Willie Carlin

Personal information
- Full name: William Carlin
- Date of birth: 6 October 1940
- Place of birth: Liverpool, England
- Date of death: 10 June 2024 (aged 83)
- Height: 5 ft 4 in (1.63 m)
- Position: Midfielder

Youth career
- 1956–1958: Liverpool

Senior career*
- Years: Team / Apps / (Gls)
- 1958–1962: Liverpool / 1 / (0)
- 1962–1964: Halifax Town / 95 / (32)
- 1964–1967: Carlisle United / 93 / (21)
- 1967–1968: Sheffield United / 36 / (3)
- 1968–1970: Derby County / 89 / (14)
- 1970–1971: Leicester City / 31 / (1)
- 1971–1973: Notts County / 60 / (2)
- 1973–1974: Cardiff City / 22 / (1)

= Willie Carlin =

English footballer (1940–2024)

William Carlin (6 October 1940 – 10 June 2024) was an English professional footballer who played as a midfielder. During his career, he made over 400 appearances in the Football League, scoring 74 times. He began his career with his hometown club Liverpool, making one appearance for the club in 1959, before joining Halifax Town in 1962. He joined Carlisle United in 1964 and went on to make over 100 appearances in all competitions for the club, helping them win the Third Division in 1965.

After one season with Sheffield United, Carlin was persuaded to join Derby County by manager Brian Clough and went on to play a pivotal role in the Rams Second Division title winning side during the 1968–69 season and played one season in the First Division for the club. He later finished his career with spells at Leicester City, Notts County and Cardiff City. Standing at five foot and four inches and weighing less than 10 stone, Carlin became well known for his diminutive size and his tenacity on the pitch, being described by Brian Clough as "a belligerent, aggressive little Scouser".

==Career==
Having represented England at schoolboy level, Carlin began at his hometown club, and the club he supported, Liverpool, joining the side in 1956 before signing a professional contract two years later in May 1958. The following season, Carlin was handed his professional debut for the club in the Second Division at the age of 19, playing in a 2–2 draw with Brighton & Hove Albion on 10 October 1959. He remained at Anfield until 1962 but did not make any further appearances for the club and was sold to Division Three side Halifax Town in August 1962 for a fee of £1,500. At Halifax, Carlin was relegated for the first time in his career during his first season at the club, dropping into the Fourth Division, but made his name as a midfield schemer before joining Carlisle United in 1964 for a fee of £10,000. After initially clashing with coach Dick Young, Carlin soon settled with the Cumbrians and later credited Young with "making a real man of me".

▶ [Exercise task A] In the Willie Carlin article, what fee did Halifax Town pay to sign him from Liverpool?

▶ [Items]
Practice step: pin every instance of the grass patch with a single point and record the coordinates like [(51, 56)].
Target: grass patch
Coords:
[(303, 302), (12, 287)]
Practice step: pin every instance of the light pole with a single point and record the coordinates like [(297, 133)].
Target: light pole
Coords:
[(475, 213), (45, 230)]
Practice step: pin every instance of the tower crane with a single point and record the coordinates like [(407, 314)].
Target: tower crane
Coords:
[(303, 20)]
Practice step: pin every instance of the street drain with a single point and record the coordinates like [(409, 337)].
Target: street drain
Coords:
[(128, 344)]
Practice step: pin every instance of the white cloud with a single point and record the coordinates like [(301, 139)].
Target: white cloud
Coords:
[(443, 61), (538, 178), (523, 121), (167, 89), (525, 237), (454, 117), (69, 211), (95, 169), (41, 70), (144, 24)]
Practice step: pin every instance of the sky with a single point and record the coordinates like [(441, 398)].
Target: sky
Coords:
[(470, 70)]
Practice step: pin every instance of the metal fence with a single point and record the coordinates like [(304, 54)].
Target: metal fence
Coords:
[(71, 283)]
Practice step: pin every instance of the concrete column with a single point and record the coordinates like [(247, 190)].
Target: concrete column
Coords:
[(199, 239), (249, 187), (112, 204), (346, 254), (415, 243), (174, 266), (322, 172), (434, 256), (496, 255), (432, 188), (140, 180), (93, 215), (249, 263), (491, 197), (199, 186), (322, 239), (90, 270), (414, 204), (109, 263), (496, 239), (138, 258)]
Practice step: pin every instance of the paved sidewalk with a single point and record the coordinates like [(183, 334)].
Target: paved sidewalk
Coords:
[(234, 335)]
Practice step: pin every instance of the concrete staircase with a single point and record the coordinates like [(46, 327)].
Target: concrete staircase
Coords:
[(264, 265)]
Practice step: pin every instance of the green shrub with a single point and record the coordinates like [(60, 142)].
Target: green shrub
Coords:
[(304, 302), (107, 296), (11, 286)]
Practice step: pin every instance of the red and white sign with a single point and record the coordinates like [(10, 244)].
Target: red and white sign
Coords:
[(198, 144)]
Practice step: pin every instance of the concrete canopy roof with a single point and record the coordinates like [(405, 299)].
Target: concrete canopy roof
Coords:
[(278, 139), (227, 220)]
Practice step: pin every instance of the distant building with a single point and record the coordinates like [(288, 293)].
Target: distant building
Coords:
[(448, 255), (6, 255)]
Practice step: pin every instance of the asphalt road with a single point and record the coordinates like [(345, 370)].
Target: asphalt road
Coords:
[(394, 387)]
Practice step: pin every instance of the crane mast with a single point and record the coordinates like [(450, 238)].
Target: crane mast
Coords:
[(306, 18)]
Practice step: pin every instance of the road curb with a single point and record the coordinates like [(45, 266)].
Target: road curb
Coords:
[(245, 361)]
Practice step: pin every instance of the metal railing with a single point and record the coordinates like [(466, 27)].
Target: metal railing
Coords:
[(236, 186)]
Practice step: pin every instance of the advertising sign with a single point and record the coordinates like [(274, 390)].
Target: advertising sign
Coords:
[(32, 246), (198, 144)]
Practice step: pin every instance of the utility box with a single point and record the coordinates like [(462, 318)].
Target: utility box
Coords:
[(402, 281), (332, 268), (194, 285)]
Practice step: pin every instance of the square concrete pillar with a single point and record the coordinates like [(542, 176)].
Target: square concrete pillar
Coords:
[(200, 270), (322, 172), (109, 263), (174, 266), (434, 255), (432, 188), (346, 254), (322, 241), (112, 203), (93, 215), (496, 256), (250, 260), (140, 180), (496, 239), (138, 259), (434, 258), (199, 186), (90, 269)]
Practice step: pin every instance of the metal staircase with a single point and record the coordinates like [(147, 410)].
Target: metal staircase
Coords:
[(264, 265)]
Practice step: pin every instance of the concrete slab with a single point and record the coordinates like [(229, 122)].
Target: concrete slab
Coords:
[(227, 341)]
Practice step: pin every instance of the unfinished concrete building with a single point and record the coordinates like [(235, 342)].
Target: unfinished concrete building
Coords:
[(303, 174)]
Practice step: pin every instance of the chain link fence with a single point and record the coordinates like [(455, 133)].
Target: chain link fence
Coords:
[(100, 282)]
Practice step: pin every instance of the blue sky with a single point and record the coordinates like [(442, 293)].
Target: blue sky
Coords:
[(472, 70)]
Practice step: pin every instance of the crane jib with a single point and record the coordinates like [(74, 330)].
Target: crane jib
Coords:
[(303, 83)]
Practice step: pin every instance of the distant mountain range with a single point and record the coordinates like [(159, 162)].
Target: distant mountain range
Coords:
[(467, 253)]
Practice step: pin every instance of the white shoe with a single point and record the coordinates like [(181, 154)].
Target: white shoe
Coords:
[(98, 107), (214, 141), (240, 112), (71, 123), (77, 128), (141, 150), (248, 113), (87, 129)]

▶ [Exercise task B] In the entries, lay out the lines from the one with "Practice step: pin every instance of the crane mast" up to and including the one with "[(306, 18)]" as a numbered list, leaving out blank lines.

▶ [Exercise solution A] £1,500

▶ [Exercise solution B]
1. Practice step: pin every instance of the crane mast with a single point and record the coordinates like [(450, 238)].
2. Target: crane mast
3. Coords:
4. [(306, 18)]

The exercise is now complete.